Saddest State in the South?
South Carolina, of course! It’s been quite a busy year for the leaders of South Carolina. First, Governor Mark Sanford, who was supposed to be hiking the Appalachian Trail, was actually meeting his mistress in Argentina. On the taxpayer’s bill. Then Joe Wilson infamously shouted “You lie!” at the POTUS. Then some no-name state ASSISTANT Attorney General outdoes them both in a drugs-hooker-cemetery trifecta of awesomeness! Or sickness, depending on your point of view. Roland Corning was pulled over as he and an 18 year old ”employee of Platinum Plus Gentlemen’s Club” were leaving a local cemetery.

• _RECORDS SHOWN_
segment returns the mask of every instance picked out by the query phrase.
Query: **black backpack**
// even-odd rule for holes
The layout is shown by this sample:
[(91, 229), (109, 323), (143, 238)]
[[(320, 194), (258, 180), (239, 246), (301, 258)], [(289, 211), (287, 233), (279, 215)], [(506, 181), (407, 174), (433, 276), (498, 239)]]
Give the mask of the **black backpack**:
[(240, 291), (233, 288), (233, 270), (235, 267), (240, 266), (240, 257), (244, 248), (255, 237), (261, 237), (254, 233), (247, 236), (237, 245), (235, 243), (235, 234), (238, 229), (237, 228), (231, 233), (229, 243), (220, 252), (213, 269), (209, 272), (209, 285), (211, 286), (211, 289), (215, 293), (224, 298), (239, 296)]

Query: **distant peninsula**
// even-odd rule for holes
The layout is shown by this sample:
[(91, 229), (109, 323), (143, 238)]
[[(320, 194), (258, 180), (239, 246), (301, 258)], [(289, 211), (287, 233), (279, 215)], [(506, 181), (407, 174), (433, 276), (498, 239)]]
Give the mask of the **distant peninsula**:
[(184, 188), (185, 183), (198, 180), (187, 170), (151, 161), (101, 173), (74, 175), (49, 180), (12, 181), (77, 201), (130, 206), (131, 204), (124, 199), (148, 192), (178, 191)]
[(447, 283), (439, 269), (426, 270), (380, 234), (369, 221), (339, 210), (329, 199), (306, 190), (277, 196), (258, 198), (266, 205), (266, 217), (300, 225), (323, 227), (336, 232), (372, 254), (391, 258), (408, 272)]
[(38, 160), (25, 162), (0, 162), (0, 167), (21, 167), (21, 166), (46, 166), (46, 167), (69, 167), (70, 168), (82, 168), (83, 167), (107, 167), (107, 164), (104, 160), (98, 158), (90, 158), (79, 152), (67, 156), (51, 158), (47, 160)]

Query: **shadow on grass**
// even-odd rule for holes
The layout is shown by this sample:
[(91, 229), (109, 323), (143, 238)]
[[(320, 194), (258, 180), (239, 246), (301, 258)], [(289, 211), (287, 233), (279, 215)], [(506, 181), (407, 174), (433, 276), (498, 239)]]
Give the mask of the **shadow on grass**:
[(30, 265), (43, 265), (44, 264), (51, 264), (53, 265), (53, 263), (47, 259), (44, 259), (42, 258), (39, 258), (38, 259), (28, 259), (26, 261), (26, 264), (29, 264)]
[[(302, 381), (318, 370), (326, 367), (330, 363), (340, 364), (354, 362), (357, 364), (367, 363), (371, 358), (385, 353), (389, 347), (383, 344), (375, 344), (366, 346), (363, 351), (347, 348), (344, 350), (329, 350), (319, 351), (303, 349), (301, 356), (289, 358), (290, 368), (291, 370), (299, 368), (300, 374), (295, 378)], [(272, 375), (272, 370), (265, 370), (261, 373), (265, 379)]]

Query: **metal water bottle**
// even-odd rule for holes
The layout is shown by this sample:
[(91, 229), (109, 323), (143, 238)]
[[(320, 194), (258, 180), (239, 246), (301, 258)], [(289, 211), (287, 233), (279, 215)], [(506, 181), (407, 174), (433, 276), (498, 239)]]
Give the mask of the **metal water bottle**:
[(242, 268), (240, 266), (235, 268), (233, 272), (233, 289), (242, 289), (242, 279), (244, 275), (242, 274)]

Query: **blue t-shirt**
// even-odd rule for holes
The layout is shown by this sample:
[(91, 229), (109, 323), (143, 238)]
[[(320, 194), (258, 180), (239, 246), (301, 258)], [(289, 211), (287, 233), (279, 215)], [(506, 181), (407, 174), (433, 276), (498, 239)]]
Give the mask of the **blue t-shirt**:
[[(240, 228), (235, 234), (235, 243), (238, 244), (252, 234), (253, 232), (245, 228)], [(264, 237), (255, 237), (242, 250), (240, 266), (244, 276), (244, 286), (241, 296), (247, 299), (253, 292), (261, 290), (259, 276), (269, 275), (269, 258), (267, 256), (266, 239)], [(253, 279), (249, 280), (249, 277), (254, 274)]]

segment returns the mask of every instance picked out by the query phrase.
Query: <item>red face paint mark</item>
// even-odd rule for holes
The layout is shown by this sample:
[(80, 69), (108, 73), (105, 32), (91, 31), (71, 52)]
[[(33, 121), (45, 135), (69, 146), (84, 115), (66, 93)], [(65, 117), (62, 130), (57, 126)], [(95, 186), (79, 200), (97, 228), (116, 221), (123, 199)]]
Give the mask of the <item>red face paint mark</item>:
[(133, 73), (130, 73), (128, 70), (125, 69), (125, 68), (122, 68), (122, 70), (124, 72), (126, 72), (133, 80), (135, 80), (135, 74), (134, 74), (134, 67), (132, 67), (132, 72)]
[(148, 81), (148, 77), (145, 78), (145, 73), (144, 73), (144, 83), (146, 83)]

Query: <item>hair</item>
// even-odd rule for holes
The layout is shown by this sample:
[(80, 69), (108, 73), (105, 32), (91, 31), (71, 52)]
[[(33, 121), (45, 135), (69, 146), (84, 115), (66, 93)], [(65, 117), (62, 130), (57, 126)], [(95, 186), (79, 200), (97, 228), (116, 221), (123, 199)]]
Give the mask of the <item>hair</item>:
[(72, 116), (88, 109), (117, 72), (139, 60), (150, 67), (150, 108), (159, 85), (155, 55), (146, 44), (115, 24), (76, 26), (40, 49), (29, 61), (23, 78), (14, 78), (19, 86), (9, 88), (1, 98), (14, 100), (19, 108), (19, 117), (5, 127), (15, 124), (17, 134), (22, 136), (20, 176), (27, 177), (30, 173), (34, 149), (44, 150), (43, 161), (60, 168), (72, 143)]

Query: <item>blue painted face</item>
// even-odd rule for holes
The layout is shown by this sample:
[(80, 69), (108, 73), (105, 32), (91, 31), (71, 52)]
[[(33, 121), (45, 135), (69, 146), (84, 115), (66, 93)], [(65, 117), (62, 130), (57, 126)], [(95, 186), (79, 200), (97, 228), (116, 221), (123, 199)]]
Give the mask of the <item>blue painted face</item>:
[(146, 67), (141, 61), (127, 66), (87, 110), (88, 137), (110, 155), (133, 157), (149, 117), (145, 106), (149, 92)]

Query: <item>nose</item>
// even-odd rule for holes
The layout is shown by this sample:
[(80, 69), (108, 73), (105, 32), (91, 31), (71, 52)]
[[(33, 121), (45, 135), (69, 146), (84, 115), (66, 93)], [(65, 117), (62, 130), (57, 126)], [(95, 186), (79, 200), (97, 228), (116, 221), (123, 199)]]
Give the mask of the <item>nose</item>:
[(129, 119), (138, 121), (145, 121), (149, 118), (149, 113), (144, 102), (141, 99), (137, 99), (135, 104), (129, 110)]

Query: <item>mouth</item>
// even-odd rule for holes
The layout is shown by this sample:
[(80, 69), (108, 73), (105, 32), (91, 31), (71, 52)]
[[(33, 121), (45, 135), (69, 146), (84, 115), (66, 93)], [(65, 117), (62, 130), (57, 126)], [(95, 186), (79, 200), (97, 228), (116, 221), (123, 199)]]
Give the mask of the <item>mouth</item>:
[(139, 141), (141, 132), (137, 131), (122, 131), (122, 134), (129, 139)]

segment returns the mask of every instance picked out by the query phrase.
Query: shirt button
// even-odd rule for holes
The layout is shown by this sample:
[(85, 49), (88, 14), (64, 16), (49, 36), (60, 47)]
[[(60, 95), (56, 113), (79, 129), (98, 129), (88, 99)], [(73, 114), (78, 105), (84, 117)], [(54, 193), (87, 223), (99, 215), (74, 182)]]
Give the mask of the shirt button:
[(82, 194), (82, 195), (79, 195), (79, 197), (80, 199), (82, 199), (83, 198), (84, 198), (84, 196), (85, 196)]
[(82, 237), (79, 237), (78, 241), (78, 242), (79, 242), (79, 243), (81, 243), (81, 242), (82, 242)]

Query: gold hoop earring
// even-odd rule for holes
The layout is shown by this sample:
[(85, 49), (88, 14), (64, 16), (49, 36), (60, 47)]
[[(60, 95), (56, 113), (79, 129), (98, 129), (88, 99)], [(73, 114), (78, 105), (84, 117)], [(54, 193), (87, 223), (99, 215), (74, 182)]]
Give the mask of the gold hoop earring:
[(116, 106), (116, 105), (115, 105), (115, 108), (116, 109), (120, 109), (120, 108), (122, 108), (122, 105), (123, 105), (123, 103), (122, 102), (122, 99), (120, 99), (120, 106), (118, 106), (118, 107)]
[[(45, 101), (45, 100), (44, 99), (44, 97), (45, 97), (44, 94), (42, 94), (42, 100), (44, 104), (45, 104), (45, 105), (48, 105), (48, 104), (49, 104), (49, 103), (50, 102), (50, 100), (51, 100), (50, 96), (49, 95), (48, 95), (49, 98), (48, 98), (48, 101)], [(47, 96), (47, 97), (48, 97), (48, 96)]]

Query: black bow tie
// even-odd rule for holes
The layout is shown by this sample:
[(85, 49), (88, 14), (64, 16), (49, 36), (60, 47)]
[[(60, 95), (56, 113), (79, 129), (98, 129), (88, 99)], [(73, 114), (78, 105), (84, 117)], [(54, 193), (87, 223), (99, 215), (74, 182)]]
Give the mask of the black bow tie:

• _YOUR TASKS_
1) Which people does the post about South Carolina's leaders name? List every one.
2) Can you carry on the post about South Carolina's leaders, starting right after its last sentence?

• _LIST OF ANSWERS_
1) Mark Sanford, Joe Wilson, Roland Corning

2)
When the police searched his car:
The search revealed a sex enhancement drug and some sex toys. According to the report, Corning told [Officer] Wines he had a prescription for the medication and the other items were always in the car “just in case.” [The State]
Kudos on your candidness, sirrah! For that, we’ll just forget this incident ever happened. And if anyone asks, we’ll keep insisting that the POLICE OFFICER DID NOTHING WRONG. Wtf?? That is seriously in several different articles. Who was the dude having sex in the cemetery and running away from the police? CORNING. But let’s make sure everyone understands “there is no indication of any wrongdoing of the officer.” [The State]
And either the craziness is spreading, or this lady wants to get in on the South-of-the-border action. Congratulations, Virginia. You’ve spread the shame across both Carolinas.